◆ AUSGANGSTEXT:
※ ※ ※

Abstinenz von Leichtathletikassen in heimischen Gefilden bedarf genauerer Betrachtung - Foto: LG Telis Regensburg

Ja, wo laufen sie denn, wo laufen sie denn … LG Telis Finanz Regensburg.

By GRR 0

 Abstinenz von Leichtathletikassen in heimischen Gefilden bedarf genauerer Betrachtung.

Regensburg, 15. Juli 2018 (orv) – „Ja, wo laufen sie denn, wo laufen sie denn …“ Jener Sketch von Komiker Wilhelm Bendow und Schauspieler Franz-Otto Krüger aus dem Jahre 1946 wurde erst so richtig bekannt, als Humorist Loriot die Szene auf der Rennbahn in seinem Zeichentrickfilm verwendete.

In unserer realen Leichtathletikwelt ist dies durchaus übertragbar auf die Laufasse der LG Telis Finanz Regensburg. London, Barcelona, Bellinzona, das weitgehend unbekannte polnische Goleniow liest man dann eher in der Zeitung als München, Amberg, Fürth oder Ingolstadt.

Das erzeugt Kritik, eher hinter vorgehaltener Hand als offen vorgetragen, und nicht selten hört man über drei Ecken, dass diese „Stars doch ein wenig arrogant seien“

Die Leistungen jener etwa zehn bis zwölf Athletinnen und Athleten bewegen sich nicht selten im Bereich der diesjährigen Europameisterschaftsnormen für Berlin. Vergleichsweise zu anderen Disziplinen sprechen wir dann von einem 100m Lauf in 10,25 beziehungsweise 11,35 Sekunden, einem Hochsprung von 2,26 beziehungsweise 1,90 Metern oder einem Speerwurf von 81,50 beziehungsweise 60 Metern jeweils für Männer beziehungsweise Frauen.

※ ※ ※

◆ BEREITGESTELLTE EINTRÄGE:
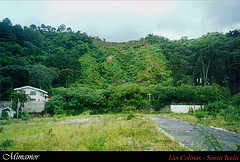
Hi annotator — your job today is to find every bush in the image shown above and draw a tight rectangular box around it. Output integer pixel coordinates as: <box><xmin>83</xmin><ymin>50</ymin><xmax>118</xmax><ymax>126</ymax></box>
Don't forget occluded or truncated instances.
<box><xmin>126</xmin><ymin>110</ymin><xmax>135</xmax><ymax>120</ymax></box>
<box><xmin>122</xmin><ymin>106</ymin><xmax>137</xmax><ymax>114</ymax></box>
<box><xmin>231</xmin><ymin>93</ymin><xmax>240</xmax><ymax>107</ymax></box>
<box><xmin>204</xmin><ymin>101</ymin><xmax>228</xmax><ymax>118</ymax></box>
<box><xmin>194</xmin><ymin>109</ymin><xmax>205</xmax><ymax>120</ymax></box>
<box><xmin>1</xmin><ymin>111</ymin><xmax>9</xmax><ymax>120</ymax></box>
<box><xmin>21</xmin><ymin>113</ymin><xmax>31</xmax><ymax>120</ymax></box>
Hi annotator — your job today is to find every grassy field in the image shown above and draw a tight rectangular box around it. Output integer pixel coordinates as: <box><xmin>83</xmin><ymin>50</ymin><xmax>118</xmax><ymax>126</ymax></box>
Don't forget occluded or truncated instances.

※ ※ ※

◆ GESTELLTE AUFGABE A: Schreiben Sie aus dem Artikel über die LG Telis Finanz Regensburg den Abschnitt von „In unserer realen“ bis einschließlich „Fürth oder Ingolstadt.“ wortgetreu ab.
◆ GESTELLTE AUFGABE B: Führen Sie den Artikel über die LG Telis Finanz Regensburg im Anschluss an seinen letzten Satz weiter.

◆ ERGEBNIS A:
In unserer realen Leichtathletikwelt ist dies durchaus übertragbar auf die Laufasse der LG Telis Finanz Regensburg. London, Barcelona, Bellinzona, das weitgehend unbekannte polnische Goleniow liest man dann eher in der Zeitung als München, Amberg, Fürth oder Ingolstadt.

◆ ERGEBNIS B:
Während man in den schnellkräftigen Disziplinen durchaus öfter antreten kann, in den technischen Disziplinen nicht unbedingt den direkten Kontakt zum Gegner braucht, sind jene gescholtenen Sportler der „Blauen“, in den meisten Fällen als Langstreckler/Innen oder Marathonläufer/Innen unterwegs, verdammt, in nur wenigen Wettkämpfen ihr Bestes möglichst über der jeweiligen Norm für die jeweiligen internationalen Meisterschaften des jeweiligen Jahres zu bringen, was mangels entsprechend qualifizierter Wettkämpfe selbst in Deutschland sehr schwierig ist.

Keiner mag’s ihnen verdenken, wenn sie die wenigen anderen Wettkämpfe bei hauseigenen Veranstaltungen meist nur zu „Trainingszwecken“ benutzen, sogar sich herausnehmen, bei der eigenen Gala und Laufnacht meist nur als Tempomacher für die anderen aufzutreten.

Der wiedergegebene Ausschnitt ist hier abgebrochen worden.